[AIM]
Give the records again from the line with "target: green blurred background" to the line with "105 13 L 114", changing "blurred" to "hazy" and leaving everything else unchanged.

[INFORMATION SUPPLIED]
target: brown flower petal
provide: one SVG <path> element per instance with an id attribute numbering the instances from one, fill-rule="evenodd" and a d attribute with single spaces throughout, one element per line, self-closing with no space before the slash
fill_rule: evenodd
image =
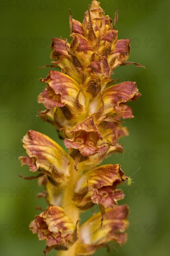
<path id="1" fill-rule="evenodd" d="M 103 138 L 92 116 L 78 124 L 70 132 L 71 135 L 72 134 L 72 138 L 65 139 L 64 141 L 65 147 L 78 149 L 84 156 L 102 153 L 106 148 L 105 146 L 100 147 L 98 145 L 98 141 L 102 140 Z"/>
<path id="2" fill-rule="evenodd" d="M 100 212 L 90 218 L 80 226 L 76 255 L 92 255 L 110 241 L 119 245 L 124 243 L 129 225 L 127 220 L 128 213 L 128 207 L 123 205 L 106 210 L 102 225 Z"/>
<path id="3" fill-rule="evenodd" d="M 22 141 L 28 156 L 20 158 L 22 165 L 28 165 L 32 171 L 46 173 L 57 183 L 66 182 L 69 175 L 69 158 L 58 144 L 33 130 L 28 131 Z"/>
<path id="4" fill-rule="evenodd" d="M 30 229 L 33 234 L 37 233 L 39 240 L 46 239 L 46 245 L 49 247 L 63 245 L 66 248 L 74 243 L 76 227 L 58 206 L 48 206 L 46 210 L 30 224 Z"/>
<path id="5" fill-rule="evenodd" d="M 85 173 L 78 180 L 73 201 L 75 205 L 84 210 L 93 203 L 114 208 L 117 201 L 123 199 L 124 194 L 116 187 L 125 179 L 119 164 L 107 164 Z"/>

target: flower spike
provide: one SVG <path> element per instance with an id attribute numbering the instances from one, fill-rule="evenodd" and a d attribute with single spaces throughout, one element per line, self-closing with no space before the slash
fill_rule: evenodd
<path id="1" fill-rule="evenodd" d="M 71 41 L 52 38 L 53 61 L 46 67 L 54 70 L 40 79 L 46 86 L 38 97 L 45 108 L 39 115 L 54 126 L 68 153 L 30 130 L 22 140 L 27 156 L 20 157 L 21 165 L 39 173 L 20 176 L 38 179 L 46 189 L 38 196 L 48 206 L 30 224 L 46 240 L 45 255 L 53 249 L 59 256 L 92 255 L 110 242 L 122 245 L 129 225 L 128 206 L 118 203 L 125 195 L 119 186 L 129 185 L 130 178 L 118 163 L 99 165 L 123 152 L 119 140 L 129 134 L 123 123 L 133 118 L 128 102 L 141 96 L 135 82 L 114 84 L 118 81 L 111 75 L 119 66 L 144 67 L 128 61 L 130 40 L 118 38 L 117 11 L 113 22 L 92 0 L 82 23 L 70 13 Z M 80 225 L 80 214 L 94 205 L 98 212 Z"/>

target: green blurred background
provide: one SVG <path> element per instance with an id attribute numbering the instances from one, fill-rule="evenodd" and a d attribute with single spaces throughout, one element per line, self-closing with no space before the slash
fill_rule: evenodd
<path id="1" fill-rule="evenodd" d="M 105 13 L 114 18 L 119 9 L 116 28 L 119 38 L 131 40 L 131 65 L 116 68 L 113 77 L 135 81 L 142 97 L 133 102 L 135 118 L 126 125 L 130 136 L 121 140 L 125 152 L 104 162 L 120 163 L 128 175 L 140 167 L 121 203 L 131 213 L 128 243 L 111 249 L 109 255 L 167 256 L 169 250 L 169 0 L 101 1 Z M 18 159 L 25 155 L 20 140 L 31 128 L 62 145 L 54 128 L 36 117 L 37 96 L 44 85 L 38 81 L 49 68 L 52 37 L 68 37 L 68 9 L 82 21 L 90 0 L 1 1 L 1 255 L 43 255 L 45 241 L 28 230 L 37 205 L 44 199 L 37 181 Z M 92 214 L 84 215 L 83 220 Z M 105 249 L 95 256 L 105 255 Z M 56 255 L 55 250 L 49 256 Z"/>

---

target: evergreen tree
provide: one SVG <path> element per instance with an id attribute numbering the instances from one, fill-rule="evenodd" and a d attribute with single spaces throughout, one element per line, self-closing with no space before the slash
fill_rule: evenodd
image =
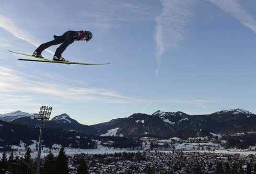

[SOLUTION FOR THIS PROBLEM]
target: green hazy background
provide: one SVG <path> element per instance with an id attribute numbering the instances from one, fill-rule="evenodd" and a d attribute with single spaces throughout, one element per line, self-closing with no space before the slash
fill_rule: evenodd
<path id="1" fill-rule="evenodd" d="M 105 13 L 114 18 L 119 9 L 116 28 L 119 38 L 131 40 L 131 65 L 116 68 L 113 77 L 135 81 L 142 97 L 133 102 L 135 118 L 126 125 L 130 136 L 121 140 L 125 152 L 104 162 L 120 163 L 128 175 L 140 167 L 121 203 L 131 213 L 128 243 L 111 249 L 109 255 L 167 256 L 169 250 L 169 0 L 101 1 Z M 18 159 L 25 155 L 20 140 L 31 128 L 62 145 L 54 128 L 36 117 L 37 96 L 44 85 L 38 81 L 49 68 L 52 37 L 68 37 L 68 9 L 82 21 L 90 0 L 1 1 L 1 255 L 43 255 L 45 241 L 28 230 L 37 205 L 44 199 L 37 181 Z M 92 214 L 84 215 L 83 220 Z M 105 249 L 95 256 L 105 255 Z M 56 255 L 55 250 L 49 256 Z"/>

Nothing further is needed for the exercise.